**** Data for processing

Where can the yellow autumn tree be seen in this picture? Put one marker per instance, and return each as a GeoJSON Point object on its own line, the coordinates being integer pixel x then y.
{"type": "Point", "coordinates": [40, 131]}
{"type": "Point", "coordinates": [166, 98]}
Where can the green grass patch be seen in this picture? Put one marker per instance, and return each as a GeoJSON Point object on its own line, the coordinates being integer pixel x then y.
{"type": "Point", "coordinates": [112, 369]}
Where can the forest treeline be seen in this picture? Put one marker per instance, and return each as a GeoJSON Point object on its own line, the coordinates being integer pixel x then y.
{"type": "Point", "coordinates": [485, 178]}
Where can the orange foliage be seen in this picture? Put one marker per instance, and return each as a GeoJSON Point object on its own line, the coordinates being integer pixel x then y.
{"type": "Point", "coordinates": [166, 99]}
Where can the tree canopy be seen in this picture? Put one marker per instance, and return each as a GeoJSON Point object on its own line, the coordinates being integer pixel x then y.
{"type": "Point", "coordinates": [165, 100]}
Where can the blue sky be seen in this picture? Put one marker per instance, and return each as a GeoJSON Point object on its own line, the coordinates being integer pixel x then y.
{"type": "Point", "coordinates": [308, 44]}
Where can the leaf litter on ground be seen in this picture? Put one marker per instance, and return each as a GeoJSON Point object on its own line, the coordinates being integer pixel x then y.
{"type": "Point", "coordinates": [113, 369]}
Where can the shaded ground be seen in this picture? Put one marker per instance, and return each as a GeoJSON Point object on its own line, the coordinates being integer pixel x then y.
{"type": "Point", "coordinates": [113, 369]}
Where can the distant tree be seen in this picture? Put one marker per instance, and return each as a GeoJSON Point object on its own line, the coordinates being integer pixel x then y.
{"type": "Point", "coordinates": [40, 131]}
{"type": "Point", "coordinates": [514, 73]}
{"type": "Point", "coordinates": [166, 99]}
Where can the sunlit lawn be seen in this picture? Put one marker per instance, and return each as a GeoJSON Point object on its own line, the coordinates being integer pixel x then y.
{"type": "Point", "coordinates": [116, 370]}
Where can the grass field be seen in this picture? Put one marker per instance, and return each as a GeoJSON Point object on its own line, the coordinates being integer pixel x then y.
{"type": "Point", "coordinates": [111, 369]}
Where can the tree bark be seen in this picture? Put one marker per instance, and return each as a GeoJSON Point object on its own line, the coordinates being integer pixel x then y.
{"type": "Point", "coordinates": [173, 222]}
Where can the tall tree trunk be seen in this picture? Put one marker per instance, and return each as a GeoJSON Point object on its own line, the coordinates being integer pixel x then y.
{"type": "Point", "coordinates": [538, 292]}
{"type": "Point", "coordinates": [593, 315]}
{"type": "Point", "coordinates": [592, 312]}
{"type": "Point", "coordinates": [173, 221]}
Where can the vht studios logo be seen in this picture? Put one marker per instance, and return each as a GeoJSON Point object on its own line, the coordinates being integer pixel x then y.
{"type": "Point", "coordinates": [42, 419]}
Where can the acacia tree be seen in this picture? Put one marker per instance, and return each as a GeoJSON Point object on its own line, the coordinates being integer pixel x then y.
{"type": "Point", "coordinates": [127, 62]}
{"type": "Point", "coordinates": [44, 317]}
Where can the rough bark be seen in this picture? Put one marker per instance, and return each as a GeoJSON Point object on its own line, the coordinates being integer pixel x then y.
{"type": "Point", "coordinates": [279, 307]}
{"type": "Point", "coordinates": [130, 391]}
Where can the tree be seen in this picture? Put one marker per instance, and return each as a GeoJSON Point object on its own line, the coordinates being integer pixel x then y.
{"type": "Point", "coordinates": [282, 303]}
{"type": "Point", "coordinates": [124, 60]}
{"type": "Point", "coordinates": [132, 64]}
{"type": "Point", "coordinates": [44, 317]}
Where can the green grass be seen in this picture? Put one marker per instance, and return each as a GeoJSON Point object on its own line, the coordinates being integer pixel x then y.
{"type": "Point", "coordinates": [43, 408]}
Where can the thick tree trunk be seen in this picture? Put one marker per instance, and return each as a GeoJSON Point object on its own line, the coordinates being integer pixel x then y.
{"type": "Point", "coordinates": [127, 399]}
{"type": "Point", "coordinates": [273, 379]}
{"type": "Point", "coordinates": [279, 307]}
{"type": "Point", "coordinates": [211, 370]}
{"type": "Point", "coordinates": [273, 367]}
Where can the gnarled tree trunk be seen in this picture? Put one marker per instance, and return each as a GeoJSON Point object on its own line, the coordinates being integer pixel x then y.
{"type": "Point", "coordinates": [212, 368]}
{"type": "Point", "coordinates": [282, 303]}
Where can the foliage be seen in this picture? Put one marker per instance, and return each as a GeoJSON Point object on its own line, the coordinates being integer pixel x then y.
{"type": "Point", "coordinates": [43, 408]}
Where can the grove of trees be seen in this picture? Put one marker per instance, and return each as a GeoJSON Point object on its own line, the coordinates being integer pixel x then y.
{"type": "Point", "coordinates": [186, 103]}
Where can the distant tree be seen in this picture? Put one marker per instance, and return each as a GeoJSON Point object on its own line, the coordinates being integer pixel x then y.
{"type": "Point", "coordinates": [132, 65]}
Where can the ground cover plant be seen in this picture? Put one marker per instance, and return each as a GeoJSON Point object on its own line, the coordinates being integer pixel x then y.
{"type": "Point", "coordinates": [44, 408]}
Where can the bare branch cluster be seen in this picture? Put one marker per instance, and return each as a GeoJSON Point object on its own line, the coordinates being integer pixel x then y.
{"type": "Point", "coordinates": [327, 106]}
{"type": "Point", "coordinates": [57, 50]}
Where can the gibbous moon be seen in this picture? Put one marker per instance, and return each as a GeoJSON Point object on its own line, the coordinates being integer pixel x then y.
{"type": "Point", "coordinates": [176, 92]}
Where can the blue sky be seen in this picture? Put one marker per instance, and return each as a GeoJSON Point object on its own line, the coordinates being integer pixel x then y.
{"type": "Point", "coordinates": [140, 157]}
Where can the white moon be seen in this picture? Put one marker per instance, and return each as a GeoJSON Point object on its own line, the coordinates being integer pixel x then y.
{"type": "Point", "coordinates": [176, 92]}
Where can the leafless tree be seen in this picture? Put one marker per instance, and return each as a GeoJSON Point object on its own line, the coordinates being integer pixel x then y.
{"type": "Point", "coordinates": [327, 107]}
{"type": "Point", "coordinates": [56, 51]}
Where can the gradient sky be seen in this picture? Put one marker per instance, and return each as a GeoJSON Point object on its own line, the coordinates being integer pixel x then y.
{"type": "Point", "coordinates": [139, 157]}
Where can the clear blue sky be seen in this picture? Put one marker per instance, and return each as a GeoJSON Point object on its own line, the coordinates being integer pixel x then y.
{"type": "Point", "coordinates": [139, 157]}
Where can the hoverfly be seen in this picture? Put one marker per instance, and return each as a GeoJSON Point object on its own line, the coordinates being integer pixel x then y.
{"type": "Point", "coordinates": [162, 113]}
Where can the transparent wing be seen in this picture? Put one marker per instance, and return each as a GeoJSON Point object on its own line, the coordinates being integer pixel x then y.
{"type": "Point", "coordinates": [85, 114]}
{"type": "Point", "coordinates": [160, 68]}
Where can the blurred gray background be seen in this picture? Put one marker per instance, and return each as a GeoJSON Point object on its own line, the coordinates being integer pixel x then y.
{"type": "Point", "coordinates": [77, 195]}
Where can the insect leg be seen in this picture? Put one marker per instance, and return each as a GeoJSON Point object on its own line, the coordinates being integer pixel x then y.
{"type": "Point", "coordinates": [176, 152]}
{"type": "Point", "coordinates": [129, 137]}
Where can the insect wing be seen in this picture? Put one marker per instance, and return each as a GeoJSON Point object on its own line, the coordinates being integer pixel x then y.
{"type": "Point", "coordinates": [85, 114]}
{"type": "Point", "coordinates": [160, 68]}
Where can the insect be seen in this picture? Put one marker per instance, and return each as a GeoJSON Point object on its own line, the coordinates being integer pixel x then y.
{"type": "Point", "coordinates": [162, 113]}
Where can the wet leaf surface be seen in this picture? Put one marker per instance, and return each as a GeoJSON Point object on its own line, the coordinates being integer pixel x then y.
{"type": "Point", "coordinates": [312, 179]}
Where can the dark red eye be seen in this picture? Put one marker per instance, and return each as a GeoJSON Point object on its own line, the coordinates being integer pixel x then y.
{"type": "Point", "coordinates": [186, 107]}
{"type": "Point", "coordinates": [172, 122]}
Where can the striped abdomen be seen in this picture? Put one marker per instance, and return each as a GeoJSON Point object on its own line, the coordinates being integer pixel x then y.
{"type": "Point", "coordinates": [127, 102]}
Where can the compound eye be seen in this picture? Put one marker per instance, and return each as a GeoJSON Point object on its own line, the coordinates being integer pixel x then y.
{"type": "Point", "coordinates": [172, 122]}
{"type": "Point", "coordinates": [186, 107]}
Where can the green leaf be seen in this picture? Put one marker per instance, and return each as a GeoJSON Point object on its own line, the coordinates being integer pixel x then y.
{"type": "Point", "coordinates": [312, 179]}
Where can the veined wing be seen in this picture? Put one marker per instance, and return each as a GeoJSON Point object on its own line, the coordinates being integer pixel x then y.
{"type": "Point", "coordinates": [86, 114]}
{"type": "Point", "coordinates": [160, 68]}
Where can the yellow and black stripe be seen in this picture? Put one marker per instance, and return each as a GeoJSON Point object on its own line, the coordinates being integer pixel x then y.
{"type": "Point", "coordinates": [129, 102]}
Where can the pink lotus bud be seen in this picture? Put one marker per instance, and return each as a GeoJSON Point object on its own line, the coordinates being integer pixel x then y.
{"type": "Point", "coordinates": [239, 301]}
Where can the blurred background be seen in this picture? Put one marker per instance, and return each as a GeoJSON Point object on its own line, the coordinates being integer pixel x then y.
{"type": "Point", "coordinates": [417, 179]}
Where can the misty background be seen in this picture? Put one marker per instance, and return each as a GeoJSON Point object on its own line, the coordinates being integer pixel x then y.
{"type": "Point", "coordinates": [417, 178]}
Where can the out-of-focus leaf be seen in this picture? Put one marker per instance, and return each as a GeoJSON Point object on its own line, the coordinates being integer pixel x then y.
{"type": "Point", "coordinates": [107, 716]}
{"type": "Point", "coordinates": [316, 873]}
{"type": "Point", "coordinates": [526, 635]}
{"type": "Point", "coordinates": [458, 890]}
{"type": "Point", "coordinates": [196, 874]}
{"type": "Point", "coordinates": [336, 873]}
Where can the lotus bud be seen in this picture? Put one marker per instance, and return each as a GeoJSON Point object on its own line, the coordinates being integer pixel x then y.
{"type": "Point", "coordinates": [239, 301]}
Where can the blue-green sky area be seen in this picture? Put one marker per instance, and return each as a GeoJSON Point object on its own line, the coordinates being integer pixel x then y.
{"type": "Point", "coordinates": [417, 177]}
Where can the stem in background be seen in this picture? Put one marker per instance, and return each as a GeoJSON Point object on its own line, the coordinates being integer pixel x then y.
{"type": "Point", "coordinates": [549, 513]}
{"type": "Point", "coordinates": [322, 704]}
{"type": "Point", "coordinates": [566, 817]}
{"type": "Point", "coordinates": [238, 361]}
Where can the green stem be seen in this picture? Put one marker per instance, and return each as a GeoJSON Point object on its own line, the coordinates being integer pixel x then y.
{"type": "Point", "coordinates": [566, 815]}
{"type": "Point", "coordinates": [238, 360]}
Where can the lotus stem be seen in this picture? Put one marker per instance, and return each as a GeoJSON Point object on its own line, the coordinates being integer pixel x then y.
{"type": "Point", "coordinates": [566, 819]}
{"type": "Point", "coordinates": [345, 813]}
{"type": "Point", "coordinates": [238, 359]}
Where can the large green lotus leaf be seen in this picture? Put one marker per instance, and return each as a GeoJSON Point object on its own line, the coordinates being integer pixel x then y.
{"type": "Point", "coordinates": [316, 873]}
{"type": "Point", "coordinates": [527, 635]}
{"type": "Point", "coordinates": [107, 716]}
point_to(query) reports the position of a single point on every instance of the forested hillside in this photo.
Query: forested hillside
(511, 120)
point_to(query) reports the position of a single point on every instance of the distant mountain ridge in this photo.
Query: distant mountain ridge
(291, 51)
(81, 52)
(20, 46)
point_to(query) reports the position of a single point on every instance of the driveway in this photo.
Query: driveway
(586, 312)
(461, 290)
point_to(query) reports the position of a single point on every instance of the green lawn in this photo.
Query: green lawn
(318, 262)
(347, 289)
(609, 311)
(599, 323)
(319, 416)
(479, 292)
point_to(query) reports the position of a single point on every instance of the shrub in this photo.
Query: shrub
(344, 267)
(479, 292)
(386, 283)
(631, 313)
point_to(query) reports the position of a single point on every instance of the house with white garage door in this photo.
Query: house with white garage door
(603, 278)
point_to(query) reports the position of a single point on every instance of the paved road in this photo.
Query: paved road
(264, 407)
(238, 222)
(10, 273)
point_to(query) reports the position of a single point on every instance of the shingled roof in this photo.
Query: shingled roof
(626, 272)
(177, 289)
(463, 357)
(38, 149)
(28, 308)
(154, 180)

********

Exercise objective
Copy out, word for word, the data from the line containing "lawn in this photo." through the last line of the data, including both of those lines.

Finished exercise
point_to(query) reports the position of a single point on every instance of the green lawn in this photo.
Query: green lawn
(318, 262)
(347, 289)
(609, 311)
(599, 323)
(319, 416)
(479, 292)
point_to(query) reports the position of a single point on every instance of the shrub in this photo.
Query: shrub
(344, 267)
(479, 292)
(386, 283)
(631, 313)
point_to(query) reports the position of a single point on every instance of the house with white garage door in this photo.
Query: house with white garage door
(603, 278)
point_to(query) reports the position of a single point on every instance of the paved road in this photo.
Query: paved road
(264, 407)
(238, 222)
(10, 273)
point_to(query) reports the position of a single point on every instance of the shingled roof in this photo.
Query: shingled roof
(626, 272)
(177, 289)
(463, 357)
(38, 149)
(28, 308)
(154, 180)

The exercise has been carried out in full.